START Excerpt to read

Cyber security will always be an issue, “until we get rid of passwords” — Frank Abagnale Jr

Frank Abagnale Jr is a name some of you may be familiar with. His early life, between 16 and 21, has been documented in many adaptations: books, plays, TV series’ and even a film; the playful biographic, Catch Me If You Can, produced and directed by Steven Spielberg.

“Most of these creatives have never even met me,” joked Mr Abagnale during his keynote at Oktane19 in San Francisco.

Frank Abagnale Jr during his “flying” days. “What equipment are you on?”
Frank Abagnale Jr, today: a security consultant and lecturer for the FBI academy and field offices. Photo by Jeffrey Langlois/Palm Beach Daily News.

Waiting in the lobby of the Beaumont Hotel, Mayfair, I was somewhat nervous about meeting the subject of this film, portrayed so well by Leonardo DiCaprio. His escapades, posing as a commercial aircraft pilot, a doctor and a lawyer, seemed so far removed from reality that I didn’t quite know what to expect — I needn’t have been anxious though, I was greeted warmly and began an hour-long interview with Mr Abagnale and Ori Eisen, the founder and CEO of Trusona — the identity theft protection company based in Scottsdale, Arizona.

Ridding the world of passwords

Some would argue that we’re losing the cyber security war; data breaches are an almost daily occurrence and organisations (both public and private) are being overwhelmed.

END Excerpt to read

Direction 1: Shift every coordinate in the answers of the records up by 119, and give the lines again with the requests included, starting with the line containing "For the evaluation set, point out every instance of the bird's" and going on through the line containing "point(298, 247)". Return only those lines, and leave the pictures out.

START Provided entries

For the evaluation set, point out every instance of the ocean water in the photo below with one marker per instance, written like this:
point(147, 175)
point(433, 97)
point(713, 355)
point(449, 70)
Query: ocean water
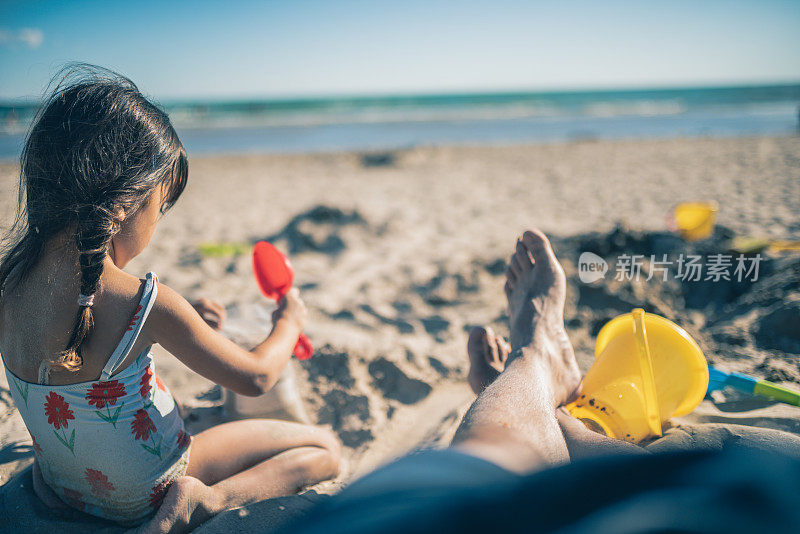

END Provided entries
START Provided entries

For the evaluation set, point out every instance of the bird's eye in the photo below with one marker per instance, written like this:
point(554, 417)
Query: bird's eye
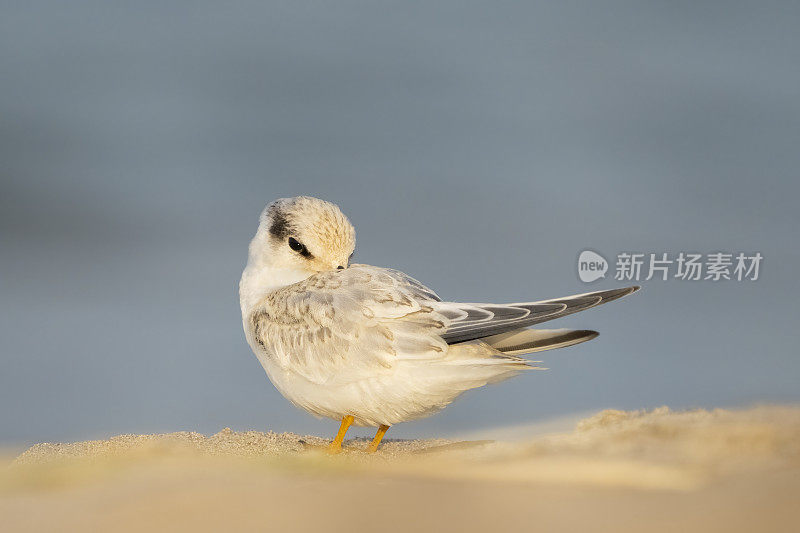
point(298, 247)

END Provided entries

Direction 2: Rewrite the paragraph of the article about Frank Abagnale Jr that begins "Waiting in the lobby of the Beaumont Hotel" in a shorter form that keeps its main facts.

Written reply 1:
For the evaluation set, point out every instance of the bird's eye in the photo below with one marker per instance, written like this:
point(554, 417)
Query: bird's eye
point(417, 366)

Written reply 2: While waiting in the lobby of the Beaumont Hotel in Mayfair, I felt somewhat nervous about meeting the man the film was about, whom Leonardo DiCaprio portrayed. His escapades posing as a commercial pilot, a doctor and a lawyer seemed so unreal that I didn't know what to expect. The worry was unnecessary: I was greeted warmly and began an hour-long interview with Mr Abagnale and Ori Eisen, the founder and CEO of Trusona, an identity theft protection company based in Scottsdale, Arizona.